— Begin DATASET EXTRACT —

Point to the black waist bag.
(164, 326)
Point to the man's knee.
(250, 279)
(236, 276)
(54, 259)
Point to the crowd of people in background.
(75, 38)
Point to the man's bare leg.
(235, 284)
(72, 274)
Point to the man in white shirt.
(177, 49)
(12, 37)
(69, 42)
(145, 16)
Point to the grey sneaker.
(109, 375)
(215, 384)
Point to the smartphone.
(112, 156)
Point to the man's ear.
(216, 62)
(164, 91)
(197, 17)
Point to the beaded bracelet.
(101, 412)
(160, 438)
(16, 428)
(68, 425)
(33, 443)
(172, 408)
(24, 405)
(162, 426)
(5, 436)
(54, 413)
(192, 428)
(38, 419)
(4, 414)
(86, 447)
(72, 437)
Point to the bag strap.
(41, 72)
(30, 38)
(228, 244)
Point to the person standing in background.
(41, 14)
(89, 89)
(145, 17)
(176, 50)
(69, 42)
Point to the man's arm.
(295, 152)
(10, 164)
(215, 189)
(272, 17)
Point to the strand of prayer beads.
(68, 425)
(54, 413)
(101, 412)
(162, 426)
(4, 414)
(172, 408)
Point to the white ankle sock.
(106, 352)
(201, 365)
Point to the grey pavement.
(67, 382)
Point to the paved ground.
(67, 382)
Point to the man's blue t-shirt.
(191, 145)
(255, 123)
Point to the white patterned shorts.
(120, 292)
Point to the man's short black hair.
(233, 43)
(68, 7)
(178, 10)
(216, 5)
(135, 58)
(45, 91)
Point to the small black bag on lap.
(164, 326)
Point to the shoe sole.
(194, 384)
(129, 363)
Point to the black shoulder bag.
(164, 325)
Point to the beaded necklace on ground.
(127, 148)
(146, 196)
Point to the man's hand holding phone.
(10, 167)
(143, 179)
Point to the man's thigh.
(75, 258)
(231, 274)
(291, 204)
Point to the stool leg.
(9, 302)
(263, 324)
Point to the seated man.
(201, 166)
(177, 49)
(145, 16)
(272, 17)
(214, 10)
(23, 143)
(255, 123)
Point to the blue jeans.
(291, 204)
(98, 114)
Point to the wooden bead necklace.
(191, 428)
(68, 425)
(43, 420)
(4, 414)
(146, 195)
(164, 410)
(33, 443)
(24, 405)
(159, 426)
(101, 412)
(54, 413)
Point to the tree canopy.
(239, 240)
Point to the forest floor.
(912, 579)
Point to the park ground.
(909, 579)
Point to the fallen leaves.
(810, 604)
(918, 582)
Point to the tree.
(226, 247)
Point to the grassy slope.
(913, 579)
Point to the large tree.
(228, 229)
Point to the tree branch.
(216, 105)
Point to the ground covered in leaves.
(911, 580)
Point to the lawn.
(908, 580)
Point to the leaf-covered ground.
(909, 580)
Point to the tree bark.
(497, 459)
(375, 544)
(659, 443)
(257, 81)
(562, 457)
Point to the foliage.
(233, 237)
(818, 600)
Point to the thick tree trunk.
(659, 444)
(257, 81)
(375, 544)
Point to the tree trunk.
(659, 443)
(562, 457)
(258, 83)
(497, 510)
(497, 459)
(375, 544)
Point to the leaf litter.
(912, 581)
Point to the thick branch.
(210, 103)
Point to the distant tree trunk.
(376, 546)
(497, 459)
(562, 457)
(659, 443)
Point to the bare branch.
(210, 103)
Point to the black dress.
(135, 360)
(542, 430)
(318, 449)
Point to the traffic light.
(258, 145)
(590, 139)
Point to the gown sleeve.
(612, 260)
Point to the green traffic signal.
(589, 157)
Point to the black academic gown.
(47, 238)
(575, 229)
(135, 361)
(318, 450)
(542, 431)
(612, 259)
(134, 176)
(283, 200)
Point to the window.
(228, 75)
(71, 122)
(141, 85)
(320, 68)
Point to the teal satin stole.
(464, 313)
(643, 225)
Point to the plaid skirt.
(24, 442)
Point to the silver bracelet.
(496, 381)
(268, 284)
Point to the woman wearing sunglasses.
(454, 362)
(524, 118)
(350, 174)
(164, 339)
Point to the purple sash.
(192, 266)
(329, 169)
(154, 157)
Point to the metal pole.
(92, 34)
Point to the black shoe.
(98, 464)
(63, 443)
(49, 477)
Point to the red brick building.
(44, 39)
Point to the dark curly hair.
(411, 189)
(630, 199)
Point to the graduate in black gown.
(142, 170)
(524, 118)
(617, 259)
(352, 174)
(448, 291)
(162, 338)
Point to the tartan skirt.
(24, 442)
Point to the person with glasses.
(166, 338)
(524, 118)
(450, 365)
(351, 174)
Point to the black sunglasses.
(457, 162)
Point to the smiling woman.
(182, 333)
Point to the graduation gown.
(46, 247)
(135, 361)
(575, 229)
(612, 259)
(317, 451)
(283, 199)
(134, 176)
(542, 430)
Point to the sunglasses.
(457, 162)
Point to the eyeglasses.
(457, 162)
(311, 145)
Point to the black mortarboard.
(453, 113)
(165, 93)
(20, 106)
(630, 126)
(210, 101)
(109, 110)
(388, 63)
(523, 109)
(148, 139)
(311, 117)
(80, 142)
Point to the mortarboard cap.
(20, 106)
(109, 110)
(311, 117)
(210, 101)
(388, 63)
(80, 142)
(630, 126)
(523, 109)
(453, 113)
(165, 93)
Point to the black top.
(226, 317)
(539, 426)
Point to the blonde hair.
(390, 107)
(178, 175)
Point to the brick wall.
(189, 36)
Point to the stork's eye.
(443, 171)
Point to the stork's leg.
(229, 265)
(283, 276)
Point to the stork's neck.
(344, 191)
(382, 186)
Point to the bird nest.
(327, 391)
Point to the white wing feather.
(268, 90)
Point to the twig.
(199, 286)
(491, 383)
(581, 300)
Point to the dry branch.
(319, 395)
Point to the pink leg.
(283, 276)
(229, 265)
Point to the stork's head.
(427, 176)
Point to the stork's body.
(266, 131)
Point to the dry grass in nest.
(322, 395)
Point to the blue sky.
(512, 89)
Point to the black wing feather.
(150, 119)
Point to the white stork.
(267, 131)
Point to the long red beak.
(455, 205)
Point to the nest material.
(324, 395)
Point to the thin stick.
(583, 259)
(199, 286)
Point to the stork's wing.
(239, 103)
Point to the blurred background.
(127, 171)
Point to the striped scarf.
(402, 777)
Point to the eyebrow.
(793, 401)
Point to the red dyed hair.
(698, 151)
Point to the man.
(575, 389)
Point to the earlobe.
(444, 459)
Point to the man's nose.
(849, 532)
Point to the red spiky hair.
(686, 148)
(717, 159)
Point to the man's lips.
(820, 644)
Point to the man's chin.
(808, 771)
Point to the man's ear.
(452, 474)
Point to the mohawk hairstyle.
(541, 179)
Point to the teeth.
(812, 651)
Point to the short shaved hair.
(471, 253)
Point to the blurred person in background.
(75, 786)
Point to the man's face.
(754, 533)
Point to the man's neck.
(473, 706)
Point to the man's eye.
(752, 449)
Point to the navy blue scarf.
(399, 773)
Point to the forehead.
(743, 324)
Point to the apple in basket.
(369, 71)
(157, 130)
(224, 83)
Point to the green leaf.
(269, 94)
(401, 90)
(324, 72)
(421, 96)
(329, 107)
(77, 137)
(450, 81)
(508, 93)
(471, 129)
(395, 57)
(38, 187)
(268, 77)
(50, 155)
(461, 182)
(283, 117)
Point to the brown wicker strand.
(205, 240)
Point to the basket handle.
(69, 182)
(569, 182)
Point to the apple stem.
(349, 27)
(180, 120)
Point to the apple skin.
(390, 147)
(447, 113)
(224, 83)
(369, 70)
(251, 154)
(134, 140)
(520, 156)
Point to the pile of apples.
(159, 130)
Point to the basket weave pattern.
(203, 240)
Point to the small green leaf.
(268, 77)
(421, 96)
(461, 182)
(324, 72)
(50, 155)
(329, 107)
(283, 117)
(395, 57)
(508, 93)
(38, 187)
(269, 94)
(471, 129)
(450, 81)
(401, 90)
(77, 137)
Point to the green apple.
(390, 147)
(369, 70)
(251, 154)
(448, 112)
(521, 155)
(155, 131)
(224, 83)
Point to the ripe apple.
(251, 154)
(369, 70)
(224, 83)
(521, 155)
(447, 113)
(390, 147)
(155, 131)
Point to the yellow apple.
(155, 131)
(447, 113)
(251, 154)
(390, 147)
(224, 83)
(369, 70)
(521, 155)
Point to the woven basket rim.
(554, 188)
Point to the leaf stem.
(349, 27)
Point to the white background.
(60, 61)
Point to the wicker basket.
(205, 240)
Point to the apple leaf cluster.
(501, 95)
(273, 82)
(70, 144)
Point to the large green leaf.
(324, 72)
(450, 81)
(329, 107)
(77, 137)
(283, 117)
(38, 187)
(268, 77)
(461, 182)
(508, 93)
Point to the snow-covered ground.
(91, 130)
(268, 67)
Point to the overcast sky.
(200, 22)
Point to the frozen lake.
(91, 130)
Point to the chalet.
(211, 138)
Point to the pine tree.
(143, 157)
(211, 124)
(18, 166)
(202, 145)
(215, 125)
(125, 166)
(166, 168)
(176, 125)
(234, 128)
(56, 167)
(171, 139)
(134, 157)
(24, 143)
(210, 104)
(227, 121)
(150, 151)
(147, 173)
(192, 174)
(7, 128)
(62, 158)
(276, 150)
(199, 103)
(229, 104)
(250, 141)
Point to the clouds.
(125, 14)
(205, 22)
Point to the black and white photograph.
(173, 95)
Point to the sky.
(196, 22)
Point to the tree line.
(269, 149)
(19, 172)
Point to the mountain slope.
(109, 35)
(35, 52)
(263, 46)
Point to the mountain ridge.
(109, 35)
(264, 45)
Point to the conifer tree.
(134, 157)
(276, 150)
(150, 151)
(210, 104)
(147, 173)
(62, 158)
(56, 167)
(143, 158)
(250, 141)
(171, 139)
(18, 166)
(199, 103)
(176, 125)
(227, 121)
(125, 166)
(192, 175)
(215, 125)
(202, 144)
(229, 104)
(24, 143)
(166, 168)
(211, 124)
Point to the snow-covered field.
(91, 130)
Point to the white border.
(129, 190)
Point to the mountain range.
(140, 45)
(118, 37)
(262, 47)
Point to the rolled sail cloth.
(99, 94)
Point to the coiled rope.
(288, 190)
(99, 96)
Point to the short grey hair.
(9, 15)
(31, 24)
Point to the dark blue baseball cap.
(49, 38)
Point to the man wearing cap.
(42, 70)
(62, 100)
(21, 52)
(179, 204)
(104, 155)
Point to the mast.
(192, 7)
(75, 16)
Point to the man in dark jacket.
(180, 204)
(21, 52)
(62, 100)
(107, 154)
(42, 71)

— End DATASET EXTRACT —

* **TASK STATEMENT**
Output exactly the lines between the one containing "Point to the mountain ridge." and the final line above, both inclusive.

* **WRITTEN SOLUTION**
Point to the mountain ridge.
(109, 35)
(264, 45)
Point to the conifer tree.
(134, 157)
(276, 150)
(150, 151)
(210, 104)
(147, 173)
(62, 158)
(56, 167)
(143, 158)
(250, 141)
(171, 139)
(18, 166)
(199, 103)
(176, 125)
(227, 121)
(125, 166)
(192, 175)
(215, 125)
(202, 144)
(229, 104)
(24, 143)
(166, 168)
(211, 124)
Point to the snow-covered field.
(91, 130)
Point to the white border.
(129, 190)
Point to the mountain range.
(140, 45)
(118, 37)
(262, 47)
Point to the rolled sail cloth.
(99, 94)
Point to the coiled rope.
(288, 190)
(99, 96)
Point to the short grey hair.
(9, 15)
(31, 24)
Point to the dark blue baseball cap.
(49, 38)
Point to the man wearing cap.
(42, 70)
(62, 100)
(21, 52)
(179, 204)
(104, 155)
Point to the mast.
(192, 7)
(75, 16)
Point to the man in dark jacket.
(180, 204)
(21, 52)
(62, 100)
(107, 154)
(42, 71)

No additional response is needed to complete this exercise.